START Task material

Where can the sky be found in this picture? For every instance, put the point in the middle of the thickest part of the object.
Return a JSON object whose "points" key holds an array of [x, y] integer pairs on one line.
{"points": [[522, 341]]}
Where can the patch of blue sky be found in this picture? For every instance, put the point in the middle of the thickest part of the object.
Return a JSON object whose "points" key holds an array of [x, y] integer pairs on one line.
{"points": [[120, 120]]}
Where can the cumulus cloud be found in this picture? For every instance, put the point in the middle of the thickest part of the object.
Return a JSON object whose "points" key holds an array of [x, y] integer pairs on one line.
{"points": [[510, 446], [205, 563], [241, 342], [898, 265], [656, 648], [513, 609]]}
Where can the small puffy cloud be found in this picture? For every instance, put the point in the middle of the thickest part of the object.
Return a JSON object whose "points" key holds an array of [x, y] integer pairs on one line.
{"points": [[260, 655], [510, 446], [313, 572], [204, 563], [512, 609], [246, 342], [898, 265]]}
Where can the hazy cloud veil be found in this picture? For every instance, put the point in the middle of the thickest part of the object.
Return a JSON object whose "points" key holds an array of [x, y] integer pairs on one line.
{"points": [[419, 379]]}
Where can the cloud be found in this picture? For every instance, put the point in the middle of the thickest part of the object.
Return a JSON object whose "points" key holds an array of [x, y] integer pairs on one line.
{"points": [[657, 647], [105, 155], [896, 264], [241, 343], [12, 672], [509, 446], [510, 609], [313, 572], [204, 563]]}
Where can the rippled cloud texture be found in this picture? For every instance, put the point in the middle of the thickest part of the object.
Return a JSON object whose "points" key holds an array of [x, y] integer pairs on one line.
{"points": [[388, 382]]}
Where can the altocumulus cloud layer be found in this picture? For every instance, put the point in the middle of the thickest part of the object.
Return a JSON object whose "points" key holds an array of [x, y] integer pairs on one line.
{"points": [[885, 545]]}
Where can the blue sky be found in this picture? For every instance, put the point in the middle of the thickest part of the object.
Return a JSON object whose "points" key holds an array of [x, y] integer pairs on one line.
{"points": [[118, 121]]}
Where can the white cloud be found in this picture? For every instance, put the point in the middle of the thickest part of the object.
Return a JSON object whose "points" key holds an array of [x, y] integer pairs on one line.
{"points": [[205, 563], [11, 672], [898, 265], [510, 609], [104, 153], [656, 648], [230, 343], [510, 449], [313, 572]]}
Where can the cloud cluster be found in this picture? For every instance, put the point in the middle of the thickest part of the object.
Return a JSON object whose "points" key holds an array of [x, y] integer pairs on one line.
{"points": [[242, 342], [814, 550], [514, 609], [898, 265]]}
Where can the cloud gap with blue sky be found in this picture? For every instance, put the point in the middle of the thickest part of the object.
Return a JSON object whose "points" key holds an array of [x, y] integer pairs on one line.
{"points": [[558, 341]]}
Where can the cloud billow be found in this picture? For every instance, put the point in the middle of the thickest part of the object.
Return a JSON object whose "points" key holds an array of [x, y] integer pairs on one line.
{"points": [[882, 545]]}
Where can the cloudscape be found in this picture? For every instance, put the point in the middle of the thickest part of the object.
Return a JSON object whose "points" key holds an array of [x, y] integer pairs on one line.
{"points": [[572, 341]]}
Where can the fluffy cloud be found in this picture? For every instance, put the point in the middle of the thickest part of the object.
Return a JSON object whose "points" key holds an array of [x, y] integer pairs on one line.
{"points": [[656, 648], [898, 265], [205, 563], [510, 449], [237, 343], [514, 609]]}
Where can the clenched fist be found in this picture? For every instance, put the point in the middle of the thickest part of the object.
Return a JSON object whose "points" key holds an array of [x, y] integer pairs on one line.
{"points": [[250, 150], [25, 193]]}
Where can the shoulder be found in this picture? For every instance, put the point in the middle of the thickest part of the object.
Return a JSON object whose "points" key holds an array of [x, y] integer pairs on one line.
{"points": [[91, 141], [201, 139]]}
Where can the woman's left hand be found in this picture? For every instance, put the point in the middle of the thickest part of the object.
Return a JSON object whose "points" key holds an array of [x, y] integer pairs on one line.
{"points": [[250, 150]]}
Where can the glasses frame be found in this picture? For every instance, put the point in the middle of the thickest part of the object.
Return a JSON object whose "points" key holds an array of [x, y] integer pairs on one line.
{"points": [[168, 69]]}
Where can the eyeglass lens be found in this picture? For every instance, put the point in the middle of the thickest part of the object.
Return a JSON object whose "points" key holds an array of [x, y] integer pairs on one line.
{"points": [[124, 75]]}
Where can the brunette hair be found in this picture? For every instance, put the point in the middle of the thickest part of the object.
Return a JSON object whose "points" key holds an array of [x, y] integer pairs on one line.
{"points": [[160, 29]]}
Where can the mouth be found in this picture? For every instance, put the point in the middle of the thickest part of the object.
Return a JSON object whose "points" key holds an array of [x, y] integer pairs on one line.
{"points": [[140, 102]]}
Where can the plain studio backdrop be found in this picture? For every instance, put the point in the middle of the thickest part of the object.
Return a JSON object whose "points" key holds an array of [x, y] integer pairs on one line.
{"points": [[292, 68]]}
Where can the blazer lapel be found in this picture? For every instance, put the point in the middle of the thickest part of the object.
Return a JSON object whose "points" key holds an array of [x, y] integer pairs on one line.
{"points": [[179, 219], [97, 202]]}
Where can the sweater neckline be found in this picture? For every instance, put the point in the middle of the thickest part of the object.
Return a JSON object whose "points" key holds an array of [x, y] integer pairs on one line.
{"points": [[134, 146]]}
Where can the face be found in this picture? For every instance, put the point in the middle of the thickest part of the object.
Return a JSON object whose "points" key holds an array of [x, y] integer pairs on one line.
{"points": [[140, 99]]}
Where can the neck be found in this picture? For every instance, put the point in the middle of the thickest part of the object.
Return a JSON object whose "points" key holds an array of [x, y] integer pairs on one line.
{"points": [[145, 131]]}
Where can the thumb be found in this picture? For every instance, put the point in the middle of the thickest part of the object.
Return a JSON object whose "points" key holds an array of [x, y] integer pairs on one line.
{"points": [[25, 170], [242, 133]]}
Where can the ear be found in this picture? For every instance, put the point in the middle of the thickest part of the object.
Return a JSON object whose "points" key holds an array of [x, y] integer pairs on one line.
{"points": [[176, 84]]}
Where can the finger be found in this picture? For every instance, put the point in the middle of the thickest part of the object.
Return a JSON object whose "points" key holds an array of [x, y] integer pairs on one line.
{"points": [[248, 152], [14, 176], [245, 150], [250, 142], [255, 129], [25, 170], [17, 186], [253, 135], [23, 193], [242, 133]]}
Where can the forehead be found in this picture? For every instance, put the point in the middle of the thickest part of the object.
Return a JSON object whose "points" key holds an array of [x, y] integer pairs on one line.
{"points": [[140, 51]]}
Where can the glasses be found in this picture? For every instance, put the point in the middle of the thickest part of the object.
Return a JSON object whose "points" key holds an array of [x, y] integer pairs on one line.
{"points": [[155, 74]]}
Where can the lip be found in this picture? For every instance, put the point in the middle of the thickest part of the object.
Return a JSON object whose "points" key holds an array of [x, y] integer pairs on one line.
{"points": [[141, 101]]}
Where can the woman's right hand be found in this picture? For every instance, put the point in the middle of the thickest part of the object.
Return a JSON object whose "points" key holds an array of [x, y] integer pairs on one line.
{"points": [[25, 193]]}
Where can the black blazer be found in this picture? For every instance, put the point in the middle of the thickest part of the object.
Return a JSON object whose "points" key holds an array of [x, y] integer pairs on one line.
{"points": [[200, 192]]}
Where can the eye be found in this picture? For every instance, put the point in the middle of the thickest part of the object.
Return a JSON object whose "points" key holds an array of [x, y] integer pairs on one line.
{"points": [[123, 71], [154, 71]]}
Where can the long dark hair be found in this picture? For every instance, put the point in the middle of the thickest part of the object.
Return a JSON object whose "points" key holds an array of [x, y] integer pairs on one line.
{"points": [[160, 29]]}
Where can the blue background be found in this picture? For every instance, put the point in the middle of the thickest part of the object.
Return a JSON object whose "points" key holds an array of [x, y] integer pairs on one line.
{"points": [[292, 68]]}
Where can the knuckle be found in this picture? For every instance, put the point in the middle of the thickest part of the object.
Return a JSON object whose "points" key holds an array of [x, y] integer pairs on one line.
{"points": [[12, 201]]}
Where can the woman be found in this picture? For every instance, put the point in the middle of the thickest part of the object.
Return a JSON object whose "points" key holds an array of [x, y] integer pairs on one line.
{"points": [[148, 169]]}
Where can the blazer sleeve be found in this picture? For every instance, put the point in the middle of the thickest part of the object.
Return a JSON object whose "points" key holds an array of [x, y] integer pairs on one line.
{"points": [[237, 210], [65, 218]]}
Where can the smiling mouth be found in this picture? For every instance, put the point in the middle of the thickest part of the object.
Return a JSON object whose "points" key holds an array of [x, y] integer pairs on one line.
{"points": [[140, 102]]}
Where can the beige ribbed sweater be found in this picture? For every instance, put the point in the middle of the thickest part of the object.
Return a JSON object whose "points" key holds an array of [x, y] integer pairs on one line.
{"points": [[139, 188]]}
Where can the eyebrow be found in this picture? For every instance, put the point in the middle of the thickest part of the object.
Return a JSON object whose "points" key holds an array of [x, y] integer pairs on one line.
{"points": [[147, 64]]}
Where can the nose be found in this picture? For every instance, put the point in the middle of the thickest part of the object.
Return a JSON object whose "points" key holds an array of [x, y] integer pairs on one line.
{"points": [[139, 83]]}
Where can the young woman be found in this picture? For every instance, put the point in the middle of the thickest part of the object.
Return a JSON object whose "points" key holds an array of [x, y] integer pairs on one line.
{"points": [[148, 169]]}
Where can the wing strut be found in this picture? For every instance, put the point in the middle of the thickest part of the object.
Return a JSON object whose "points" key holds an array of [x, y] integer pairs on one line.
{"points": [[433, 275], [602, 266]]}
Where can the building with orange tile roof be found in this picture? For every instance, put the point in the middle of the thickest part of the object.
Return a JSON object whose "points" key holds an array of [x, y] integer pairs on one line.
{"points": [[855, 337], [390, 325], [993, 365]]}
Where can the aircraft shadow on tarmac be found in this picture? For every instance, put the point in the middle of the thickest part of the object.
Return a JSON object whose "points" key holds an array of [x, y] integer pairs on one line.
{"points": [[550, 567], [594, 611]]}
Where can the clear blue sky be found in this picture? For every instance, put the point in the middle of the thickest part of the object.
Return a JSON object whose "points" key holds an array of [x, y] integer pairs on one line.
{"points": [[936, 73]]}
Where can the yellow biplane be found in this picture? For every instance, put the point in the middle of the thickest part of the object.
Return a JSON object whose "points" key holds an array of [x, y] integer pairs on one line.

END Task material

Problem to work on:
State the number of lines above that hold the string "hair", with nothing added.

Response box:
2